=== Work to complete ===
Count the lines below that contain the string "crate", treating uppercase and lowercase letters as distinct. Reply with the number alone.

[Entries shown start]

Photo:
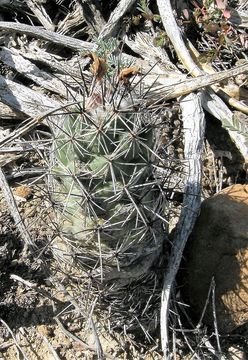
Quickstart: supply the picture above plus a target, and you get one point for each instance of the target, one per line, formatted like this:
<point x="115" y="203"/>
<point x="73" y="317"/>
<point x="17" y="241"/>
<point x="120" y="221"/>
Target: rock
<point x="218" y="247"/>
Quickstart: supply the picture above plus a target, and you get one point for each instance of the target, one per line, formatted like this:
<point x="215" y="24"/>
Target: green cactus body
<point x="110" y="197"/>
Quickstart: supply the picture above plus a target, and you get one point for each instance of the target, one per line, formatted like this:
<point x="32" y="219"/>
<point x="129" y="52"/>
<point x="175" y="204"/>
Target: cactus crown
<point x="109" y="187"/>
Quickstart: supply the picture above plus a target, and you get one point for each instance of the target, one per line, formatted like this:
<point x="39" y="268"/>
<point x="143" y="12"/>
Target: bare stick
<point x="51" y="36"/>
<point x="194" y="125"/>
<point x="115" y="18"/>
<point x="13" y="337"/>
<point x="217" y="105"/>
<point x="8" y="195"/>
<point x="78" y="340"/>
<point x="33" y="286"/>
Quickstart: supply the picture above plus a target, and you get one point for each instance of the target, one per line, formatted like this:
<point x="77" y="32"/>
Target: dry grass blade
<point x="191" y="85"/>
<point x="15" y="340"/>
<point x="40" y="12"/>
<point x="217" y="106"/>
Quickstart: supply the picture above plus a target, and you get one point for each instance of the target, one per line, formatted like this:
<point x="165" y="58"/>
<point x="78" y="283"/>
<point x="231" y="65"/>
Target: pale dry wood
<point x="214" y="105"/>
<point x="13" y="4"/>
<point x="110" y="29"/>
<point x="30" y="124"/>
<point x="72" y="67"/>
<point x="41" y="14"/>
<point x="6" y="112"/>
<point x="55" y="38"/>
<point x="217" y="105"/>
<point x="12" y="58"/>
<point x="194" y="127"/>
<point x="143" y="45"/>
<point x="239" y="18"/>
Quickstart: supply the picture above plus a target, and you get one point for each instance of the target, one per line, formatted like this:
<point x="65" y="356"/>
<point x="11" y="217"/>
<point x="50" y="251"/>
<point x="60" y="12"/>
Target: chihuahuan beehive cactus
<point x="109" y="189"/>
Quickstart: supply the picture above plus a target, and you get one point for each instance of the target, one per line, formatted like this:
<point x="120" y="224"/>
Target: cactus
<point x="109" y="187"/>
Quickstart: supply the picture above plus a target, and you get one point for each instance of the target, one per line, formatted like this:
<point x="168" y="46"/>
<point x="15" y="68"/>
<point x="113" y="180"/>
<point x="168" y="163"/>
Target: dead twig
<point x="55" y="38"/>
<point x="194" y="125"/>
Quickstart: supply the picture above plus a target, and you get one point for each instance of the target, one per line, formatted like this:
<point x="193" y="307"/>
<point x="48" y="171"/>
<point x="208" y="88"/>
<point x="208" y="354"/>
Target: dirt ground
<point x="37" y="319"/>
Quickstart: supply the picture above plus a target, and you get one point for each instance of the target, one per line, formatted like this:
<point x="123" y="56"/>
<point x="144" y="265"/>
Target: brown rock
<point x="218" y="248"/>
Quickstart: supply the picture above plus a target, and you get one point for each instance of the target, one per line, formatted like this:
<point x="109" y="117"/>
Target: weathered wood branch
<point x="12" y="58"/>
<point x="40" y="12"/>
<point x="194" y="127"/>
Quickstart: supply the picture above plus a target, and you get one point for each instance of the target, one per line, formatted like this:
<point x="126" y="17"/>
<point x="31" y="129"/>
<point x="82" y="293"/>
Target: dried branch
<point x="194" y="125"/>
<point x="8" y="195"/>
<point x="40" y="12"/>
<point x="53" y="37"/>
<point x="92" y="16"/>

[Entries shown end]
[Entries shown start]

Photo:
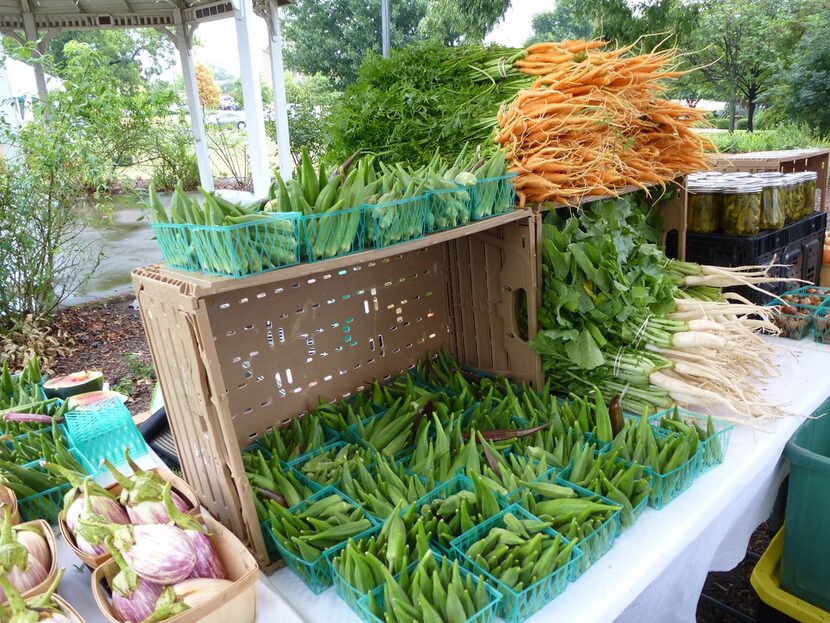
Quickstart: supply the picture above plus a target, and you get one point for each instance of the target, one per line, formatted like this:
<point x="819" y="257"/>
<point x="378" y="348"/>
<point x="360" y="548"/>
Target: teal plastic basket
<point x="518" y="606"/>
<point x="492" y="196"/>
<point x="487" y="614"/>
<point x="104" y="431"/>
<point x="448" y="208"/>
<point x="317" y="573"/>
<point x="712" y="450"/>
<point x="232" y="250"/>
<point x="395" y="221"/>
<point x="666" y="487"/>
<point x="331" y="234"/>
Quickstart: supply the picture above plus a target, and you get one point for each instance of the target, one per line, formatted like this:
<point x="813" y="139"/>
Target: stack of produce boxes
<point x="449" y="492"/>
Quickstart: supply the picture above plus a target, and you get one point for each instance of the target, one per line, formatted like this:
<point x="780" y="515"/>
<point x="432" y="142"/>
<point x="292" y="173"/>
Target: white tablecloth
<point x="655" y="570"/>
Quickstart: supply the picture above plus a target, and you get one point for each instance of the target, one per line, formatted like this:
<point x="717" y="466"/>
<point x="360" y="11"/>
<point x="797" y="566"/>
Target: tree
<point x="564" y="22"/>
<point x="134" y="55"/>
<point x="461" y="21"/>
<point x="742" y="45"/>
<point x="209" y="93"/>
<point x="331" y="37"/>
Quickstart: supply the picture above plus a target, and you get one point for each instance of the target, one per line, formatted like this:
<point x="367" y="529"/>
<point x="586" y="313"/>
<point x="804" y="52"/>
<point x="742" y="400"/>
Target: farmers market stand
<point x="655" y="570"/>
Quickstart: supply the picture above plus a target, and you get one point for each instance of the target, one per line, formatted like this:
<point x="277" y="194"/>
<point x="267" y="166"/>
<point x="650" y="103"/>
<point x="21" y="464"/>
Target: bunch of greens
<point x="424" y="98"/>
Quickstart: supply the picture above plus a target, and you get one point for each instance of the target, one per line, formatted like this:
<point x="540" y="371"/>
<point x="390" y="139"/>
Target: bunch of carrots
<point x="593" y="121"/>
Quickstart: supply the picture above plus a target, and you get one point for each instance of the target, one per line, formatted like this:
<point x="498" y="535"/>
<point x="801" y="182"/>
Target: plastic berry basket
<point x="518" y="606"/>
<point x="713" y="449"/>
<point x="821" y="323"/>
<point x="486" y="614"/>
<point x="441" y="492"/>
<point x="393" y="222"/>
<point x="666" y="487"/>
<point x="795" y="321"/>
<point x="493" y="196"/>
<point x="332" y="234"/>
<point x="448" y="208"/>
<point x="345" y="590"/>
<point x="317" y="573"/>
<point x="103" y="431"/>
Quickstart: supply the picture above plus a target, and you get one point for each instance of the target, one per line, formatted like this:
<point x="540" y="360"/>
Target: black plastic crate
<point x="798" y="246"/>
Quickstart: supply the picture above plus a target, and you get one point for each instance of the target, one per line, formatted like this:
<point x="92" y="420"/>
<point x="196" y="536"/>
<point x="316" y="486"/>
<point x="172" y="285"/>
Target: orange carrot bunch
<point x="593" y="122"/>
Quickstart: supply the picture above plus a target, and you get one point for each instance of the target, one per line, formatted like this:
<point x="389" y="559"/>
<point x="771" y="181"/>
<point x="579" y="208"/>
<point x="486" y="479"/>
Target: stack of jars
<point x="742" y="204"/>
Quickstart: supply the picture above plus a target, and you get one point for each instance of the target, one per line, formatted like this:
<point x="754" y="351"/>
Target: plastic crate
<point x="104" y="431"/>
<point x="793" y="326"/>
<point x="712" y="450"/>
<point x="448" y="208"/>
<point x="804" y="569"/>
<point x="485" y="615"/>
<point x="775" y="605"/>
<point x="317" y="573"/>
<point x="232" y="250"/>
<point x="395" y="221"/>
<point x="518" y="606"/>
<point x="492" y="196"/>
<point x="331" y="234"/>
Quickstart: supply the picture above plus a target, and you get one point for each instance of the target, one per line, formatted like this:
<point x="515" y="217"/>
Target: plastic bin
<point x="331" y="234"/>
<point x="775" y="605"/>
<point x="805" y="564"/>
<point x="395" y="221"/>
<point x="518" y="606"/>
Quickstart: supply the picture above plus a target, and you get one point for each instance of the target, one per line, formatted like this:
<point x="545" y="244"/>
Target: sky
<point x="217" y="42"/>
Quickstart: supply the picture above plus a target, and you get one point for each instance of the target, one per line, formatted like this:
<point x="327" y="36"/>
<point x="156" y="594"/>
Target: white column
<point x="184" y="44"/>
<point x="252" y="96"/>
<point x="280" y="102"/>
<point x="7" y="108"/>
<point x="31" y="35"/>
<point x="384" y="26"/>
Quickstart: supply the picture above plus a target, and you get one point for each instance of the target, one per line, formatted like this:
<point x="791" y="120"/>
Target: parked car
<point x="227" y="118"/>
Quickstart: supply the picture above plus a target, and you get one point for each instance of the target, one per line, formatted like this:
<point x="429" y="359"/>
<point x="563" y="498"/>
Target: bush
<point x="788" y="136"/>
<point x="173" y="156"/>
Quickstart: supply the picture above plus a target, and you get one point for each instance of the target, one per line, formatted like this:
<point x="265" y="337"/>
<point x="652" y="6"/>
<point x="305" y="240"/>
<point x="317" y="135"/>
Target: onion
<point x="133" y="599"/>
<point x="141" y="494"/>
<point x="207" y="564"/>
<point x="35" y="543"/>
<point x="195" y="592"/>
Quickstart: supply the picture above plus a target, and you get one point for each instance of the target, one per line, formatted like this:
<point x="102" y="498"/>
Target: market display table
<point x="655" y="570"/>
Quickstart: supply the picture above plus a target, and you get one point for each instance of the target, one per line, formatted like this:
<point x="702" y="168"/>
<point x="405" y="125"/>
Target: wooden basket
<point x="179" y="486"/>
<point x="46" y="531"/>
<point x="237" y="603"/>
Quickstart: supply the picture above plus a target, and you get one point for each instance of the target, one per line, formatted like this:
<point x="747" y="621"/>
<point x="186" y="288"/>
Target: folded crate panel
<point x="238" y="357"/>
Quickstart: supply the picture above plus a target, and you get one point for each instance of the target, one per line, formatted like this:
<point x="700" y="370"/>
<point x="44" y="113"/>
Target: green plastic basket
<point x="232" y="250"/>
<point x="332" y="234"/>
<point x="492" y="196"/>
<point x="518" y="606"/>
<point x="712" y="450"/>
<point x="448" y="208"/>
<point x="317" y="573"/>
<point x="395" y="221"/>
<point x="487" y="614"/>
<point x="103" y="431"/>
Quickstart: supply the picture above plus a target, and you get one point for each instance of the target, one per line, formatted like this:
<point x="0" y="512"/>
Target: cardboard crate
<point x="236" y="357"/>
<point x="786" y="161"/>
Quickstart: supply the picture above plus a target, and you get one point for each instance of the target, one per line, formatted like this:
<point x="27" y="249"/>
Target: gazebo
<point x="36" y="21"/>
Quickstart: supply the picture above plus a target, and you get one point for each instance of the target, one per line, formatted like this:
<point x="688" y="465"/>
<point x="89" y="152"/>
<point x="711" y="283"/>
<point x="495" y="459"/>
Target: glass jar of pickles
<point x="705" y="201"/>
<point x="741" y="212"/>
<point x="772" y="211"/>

[Entries shown end]

=== Expected answer ===
4